INSTRUCTIONS:
- 1) Reproduce the passage from the story about the Ohio State fan word for word, beginning at the words "The Guardian –" and ending after the words "state of Michigan.".
- 2) According to the story about the Ohio State fan, in what country did Zach Lawrence suffer his injury?
- 3) Continue the story about the Ohio State fan, starting after its final sentence.

*** SOURCE TEXT Section Begins ***

Ohio State Fan In A Coma For 4 Months Finally Responds When Asked If He Likes Michigan - "No."
The Guardian – An Ohio man who returned to the US in a coma after suffering a traumatic brain injury in a car accident overseas has given his family hope – by making clear his dislike for the state of Michigan.
Zach Lawrence, 38, suffered the injury in an accident in the former Soviet republic of Georgia in March. He returned to Columbus in April and, the Columbus Dispatch reports, doctors thought he had little chance of waking up. His family was told they could expect to turn off his feeding tube within six to 12 months.
Four months later, though, Lawrence was asked to press a “yes” or “no” button in answer to the question of whether or not he liked Michigan. To the delight of his family, the lifelong Ohio State football fan hit “no” twice.
Folks if you were ever in doubt that sports are the best part of life look no further than this story out of Columbus. Zach Lawrence critically injured in a car crash overseas, flown back on life support with an extraordinarily dim diagnosis. 6-12 months to live max. Four months later and everyone maybe starting to give up hope a little bit, doctors give him a simple test, a long shot – push this button once if you like Michigan, two if you hate them.
Instant double smash.

*** SOURCE TEXT Section Ends ***
*** RECORD EXCERPTS Section Begins ***

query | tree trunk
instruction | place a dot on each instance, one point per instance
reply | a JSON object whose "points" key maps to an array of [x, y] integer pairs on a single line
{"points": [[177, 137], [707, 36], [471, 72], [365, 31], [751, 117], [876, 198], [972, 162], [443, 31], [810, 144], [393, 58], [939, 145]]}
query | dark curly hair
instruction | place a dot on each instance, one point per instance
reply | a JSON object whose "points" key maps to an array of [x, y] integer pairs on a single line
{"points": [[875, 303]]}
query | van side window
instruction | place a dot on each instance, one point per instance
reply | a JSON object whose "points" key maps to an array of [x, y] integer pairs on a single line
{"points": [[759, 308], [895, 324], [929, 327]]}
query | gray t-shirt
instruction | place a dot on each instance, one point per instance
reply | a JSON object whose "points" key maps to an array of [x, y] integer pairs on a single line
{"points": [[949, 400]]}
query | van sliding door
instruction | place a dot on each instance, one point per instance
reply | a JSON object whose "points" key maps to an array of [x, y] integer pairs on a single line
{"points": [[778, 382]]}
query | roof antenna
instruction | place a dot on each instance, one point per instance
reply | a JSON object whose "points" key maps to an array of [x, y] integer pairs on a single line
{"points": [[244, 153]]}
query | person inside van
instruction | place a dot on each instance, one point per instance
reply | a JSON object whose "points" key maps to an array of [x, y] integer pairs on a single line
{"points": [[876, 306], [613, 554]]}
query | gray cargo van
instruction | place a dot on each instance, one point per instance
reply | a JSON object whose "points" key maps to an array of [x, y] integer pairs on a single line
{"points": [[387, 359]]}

*** RECORD EXCERPTS Section Ends ***

ANSWERS PER TASK:
- 1)
The Guardian – An Ohio man who returned to the US in a coma after suffering a traumatic brain injury in a car accident overseas has given his family hope – by making clear his dislike for the state of Michigan.

- 2) He was injured in the former Soviet republic of Georgia.

- 3)
Reminds me of Interstellar where Matthew McConaughey ends up in the tesseract communicating with his daughter because “love isn’t something that we invented. It’s… observable, powerful. Love is the one thing we’re capable of perceiving that transcends dimensions of time and space.” Only in this case instead of love for a child, it’s hate for those motherfuckers up North. Planes of consciousness make no difference. It’s so ingrained in him, so hardwired into his DNA that he unconsciously responds to questions about his team loyalty. It’s a beautiful thing.
“He’s now considered semiconscious,” she told the Dispatch, adding that the family were “not sure how we got so lucky for them to take him in”.
“He always makes a face when we mention Michigan,” she said. “We’re pretty sure he’s in there.”
Hoping Zach has a full recovery and makes it back to The Shoe to yell “FUCK MICHIGAN” from the front row.
Lawrence has begun making sounds, keeping his eyes open and smiling at his children, the newspaper reported. Lawrence is also able to give a thumbs up, stand on a treadmill and hold a crayon or pencil, the better to color with his six-year-old daughter, Adrianne, and four-year-old son, Donovan.